◆ **BRIEF**: Copy the result of filtering the entries below for lines that include the string "church".

◆ **Records from a data source**:
---+---

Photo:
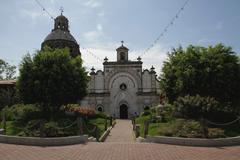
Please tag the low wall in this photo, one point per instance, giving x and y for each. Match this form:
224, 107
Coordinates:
106, 133
36, 141
1, 131
195, 141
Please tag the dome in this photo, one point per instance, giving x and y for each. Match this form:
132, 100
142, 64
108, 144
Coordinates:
60, 37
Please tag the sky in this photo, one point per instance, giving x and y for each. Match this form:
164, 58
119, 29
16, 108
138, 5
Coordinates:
101, 25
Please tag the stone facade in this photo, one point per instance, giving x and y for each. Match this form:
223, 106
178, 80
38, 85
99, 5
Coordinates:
122, 89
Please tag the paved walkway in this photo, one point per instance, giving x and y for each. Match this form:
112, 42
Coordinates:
121, 132
117, 151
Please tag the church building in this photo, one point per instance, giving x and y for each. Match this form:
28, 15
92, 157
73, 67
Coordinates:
122, 89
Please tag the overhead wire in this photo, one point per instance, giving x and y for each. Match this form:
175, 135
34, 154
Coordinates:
165, 30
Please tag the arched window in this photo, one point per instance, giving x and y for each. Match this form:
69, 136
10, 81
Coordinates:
122, 56
123, 86
100, 108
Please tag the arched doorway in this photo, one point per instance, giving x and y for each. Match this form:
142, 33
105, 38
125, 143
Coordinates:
123, 111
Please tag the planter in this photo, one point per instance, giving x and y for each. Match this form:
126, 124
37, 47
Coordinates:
36, 141
194, 141
1, 131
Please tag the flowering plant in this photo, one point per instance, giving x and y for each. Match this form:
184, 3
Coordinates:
77, 109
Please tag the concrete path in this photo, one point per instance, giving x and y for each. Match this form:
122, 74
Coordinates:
121, 132
118, 151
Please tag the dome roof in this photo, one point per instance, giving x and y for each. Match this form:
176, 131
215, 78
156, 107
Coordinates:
62, 17
122, 47
59, 34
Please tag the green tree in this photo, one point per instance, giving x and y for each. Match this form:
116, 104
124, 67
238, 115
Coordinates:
7, 71
52, 78
210, 72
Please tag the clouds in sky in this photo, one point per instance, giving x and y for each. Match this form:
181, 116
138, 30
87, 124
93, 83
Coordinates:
100, 25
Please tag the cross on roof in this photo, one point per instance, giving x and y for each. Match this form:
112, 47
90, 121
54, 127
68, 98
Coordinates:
61, 10
122, 42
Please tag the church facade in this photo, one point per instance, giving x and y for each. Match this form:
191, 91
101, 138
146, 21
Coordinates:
122, 89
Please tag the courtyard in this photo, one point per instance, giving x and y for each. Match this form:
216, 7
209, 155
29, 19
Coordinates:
119, 145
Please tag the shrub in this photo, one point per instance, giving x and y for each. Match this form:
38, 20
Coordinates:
182, 128
216, 133
196, 107
23, 113
79, 110
146, 113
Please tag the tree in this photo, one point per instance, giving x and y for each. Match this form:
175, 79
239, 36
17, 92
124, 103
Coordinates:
210, 72
52, 78
7, 71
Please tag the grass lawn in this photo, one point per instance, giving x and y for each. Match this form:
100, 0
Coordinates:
176, 127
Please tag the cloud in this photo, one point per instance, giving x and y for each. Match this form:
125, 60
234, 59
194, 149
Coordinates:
93, 3
32, 14
219, 26
94, 35
99, 27
101, 14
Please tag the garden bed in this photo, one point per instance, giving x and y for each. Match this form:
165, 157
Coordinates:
179, 127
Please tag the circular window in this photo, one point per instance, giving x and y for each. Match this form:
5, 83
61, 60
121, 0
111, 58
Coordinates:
100, 109
123, 86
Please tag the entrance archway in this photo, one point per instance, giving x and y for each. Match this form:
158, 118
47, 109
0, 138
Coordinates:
123, 111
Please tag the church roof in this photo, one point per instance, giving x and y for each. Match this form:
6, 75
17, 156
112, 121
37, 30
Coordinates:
59, 34
122, 47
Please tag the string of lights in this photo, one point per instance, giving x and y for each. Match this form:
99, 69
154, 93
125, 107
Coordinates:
165, 30
92, 54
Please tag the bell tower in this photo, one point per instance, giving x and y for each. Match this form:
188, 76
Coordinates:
122, 53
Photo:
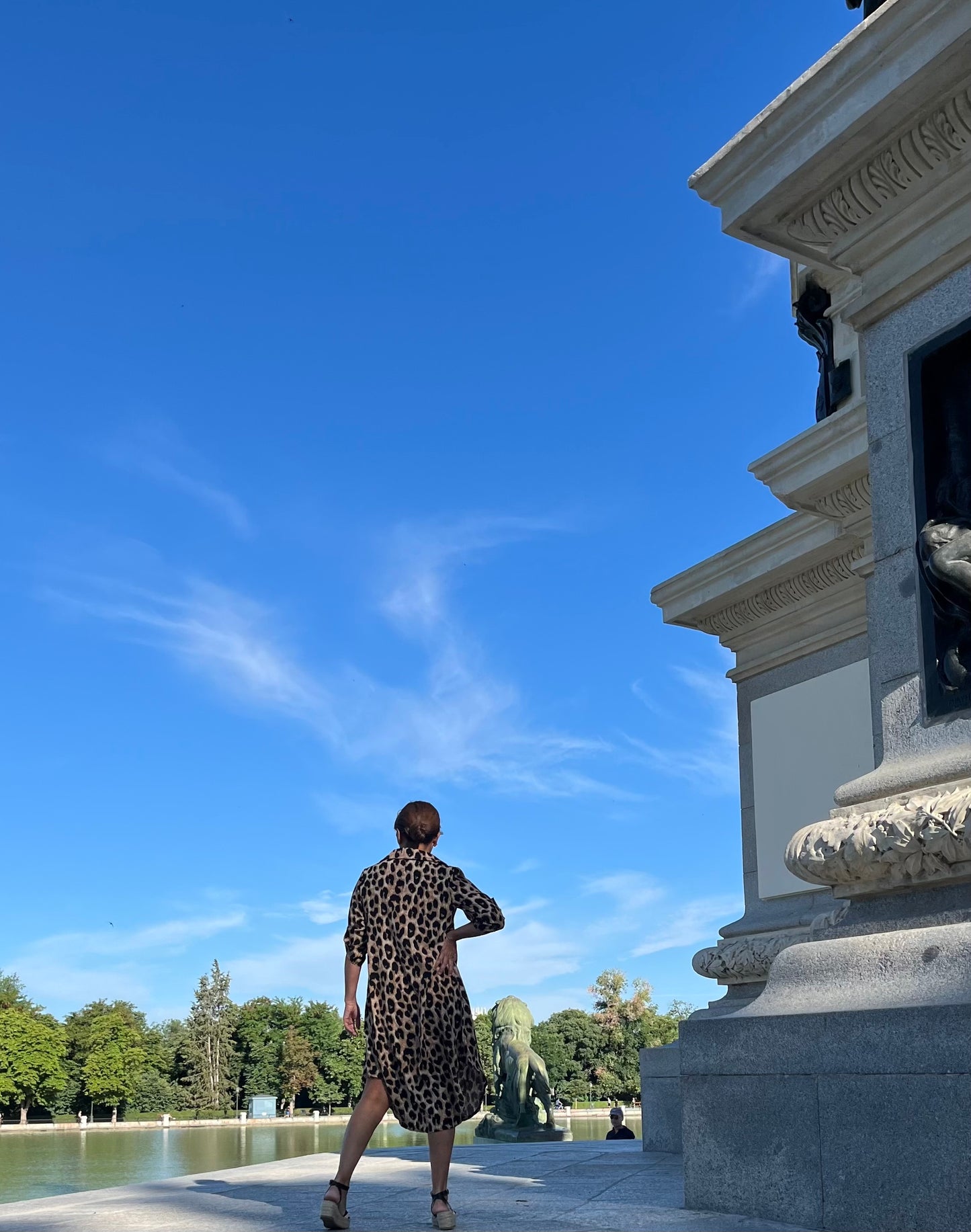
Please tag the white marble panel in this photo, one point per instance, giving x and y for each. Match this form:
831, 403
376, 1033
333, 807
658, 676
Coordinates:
806, 742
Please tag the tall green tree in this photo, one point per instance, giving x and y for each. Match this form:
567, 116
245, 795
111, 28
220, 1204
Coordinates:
483, 1039
297, 1069
208, 1041
79, 1026
576, 1044
13, 995
116, 1057
32, 1050
261, 1025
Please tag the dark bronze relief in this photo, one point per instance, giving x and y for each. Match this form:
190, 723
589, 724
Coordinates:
941, 425
836, 380
868, 5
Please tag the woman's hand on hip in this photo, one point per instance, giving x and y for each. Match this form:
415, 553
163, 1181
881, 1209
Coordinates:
448, 960
351, 1017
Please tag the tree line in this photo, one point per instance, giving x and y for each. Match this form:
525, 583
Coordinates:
109, 1057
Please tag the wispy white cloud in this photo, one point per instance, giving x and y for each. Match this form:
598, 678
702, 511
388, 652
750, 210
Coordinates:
111, 962
355, 815
517, 958
422, 555
765, 272
624, 897
327, 908
155, 449
459, 725
534, 905
709, 762
693, 923
301, 965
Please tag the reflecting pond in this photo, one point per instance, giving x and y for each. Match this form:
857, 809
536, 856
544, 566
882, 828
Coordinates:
68, 1161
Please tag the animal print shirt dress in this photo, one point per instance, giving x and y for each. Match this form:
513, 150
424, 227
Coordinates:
421, 1039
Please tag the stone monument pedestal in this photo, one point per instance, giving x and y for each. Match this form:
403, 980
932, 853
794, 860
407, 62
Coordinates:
832, 1085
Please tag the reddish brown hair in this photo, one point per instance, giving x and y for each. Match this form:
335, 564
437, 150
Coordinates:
418, 823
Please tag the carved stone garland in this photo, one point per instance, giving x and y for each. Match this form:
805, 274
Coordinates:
745, 958
922, 837
938, 138
784, 594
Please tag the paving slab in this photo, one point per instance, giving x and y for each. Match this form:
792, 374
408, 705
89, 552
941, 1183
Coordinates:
496, 1187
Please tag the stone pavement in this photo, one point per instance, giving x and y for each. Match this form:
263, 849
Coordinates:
577, 1186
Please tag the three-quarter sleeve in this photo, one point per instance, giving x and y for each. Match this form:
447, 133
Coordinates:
481, 911
355, 939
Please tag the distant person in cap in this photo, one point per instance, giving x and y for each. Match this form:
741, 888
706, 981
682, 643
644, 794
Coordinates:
618, 1128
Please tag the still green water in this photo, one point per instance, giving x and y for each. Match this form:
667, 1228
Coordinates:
65, 1162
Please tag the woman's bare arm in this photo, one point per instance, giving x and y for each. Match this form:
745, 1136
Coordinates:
449, 958
351, 1010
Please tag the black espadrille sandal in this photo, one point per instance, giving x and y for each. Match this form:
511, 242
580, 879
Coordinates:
444, 1220
334, 1215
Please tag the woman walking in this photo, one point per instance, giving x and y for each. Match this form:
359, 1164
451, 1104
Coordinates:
422, 1057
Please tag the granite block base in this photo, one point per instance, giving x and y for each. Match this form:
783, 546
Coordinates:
853, 1121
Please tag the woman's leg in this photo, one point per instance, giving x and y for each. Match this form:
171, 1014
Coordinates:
440, 1153
365, 1119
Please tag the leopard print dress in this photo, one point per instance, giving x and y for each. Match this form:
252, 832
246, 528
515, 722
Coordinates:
421, 1038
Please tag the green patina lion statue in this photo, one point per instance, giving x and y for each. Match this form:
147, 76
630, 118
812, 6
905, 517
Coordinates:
521, 1081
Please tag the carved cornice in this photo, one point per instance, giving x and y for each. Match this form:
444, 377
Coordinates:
745, 960
784, 594
916, 838
847, 501
937, 138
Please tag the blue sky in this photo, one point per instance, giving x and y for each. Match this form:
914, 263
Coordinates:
366, 365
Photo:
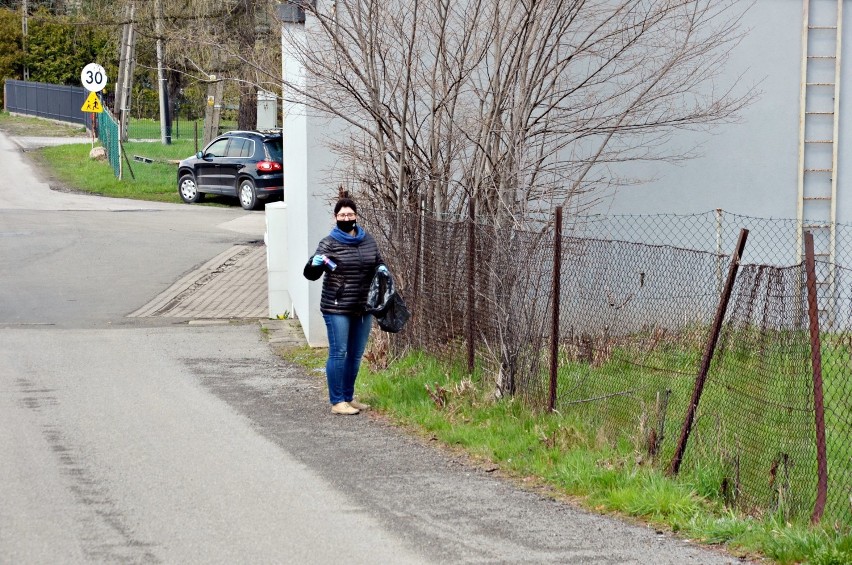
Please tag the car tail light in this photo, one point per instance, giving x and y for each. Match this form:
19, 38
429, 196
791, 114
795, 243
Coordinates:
268, 166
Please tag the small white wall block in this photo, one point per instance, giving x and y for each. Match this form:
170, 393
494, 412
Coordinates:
277, 253
302, 160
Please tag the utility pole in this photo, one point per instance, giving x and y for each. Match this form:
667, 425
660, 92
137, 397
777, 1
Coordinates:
126, 66
165, 130
25, 31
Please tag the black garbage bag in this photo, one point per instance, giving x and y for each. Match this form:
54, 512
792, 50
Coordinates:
386, 304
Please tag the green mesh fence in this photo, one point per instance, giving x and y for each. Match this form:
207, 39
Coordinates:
108, 134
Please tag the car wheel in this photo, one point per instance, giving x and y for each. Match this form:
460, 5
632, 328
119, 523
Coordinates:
188, 190
247, 194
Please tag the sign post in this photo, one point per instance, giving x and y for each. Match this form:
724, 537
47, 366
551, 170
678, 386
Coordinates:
94, 80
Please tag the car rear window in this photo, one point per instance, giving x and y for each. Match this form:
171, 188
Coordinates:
273, 149
240, 147
217, 148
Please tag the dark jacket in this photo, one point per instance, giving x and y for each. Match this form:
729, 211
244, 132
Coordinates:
344, 289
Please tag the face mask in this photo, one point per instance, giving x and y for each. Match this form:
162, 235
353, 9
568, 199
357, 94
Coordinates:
346, 225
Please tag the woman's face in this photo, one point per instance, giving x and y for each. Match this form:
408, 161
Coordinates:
345, 213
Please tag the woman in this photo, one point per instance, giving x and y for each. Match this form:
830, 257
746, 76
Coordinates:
349, 258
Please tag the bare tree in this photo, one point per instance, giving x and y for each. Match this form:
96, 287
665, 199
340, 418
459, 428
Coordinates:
520, 106
517, 107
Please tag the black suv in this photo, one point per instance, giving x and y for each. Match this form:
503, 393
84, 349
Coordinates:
245, 164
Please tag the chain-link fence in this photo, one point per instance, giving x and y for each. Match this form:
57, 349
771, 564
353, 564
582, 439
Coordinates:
624, 338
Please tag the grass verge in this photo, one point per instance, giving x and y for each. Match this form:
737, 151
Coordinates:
569, 459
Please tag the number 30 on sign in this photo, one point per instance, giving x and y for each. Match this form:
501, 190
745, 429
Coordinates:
93, 77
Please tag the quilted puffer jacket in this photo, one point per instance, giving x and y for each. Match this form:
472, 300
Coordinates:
344, 289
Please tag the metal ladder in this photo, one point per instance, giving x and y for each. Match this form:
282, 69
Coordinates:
822, 25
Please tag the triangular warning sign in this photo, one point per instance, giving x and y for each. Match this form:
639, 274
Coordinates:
92, 104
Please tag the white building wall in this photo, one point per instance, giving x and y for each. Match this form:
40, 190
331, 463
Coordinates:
750, 167
308, 188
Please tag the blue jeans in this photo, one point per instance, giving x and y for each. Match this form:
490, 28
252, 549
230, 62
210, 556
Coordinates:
347, 339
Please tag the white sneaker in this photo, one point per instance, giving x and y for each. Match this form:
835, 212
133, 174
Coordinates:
344, 408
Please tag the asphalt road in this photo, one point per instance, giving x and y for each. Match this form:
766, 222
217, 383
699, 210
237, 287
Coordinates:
149, 440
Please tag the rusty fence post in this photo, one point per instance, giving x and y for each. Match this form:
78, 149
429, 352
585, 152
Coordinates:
557, 287
418, 259
709, 349
471, 281
816, 365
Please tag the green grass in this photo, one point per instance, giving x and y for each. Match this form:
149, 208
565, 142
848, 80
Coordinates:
38, 127
571, 457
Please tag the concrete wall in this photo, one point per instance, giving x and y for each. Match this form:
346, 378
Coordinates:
751, 167
308, 191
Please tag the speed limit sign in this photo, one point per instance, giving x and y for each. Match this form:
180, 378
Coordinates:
93, 77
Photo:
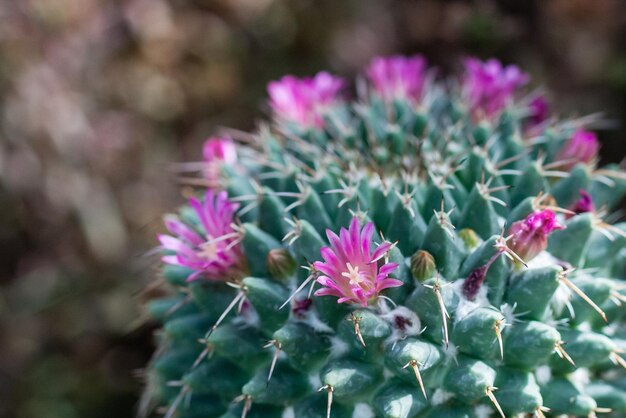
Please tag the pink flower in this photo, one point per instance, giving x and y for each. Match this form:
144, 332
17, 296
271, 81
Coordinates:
584, 204
212, 249
350, 269
219, 149
582, 147
398, 77
216, 152
304, 100
489, 86
530, 235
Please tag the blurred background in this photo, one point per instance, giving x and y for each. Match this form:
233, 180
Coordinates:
99, 97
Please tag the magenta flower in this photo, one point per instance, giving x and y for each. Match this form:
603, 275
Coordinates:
304, 100
350, 269
211, 250
398, 77
582, 147
530, 235
219, 149
584, 204
489, 86
216, 152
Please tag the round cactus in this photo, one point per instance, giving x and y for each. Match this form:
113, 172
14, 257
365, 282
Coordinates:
429, 249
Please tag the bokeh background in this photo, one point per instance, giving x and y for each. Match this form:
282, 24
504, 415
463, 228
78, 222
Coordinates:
99, 97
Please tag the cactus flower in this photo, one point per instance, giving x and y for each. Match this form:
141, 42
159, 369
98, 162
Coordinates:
304, 100
212, 252
489, 86
530, 235
350, 269
398, 77
218, 149
582, 147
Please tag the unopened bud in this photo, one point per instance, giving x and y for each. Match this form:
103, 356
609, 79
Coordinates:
470, 238
422, 265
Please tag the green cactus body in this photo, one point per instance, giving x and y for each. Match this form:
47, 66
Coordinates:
401, 256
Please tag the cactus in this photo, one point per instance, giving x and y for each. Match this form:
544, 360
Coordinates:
429, 250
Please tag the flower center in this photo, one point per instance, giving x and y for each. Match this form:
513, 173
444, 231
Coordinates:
353, 274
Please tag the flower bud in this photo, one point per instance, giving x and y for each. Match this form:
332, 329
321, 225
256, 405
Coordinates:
582, 205
217, 149
422, 265
470, 238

---+---

◆ **RESPONSE TO THIS TASK**:
Please tag the church building in this photo, one point per instance, giving x and y for each. Match this form:
Please tag the church facade in this photo, one point per instance, giving x and y for each. Match this form:
Please tag the church roof in this photo, one point per instance, giving x and y for each. Match this form:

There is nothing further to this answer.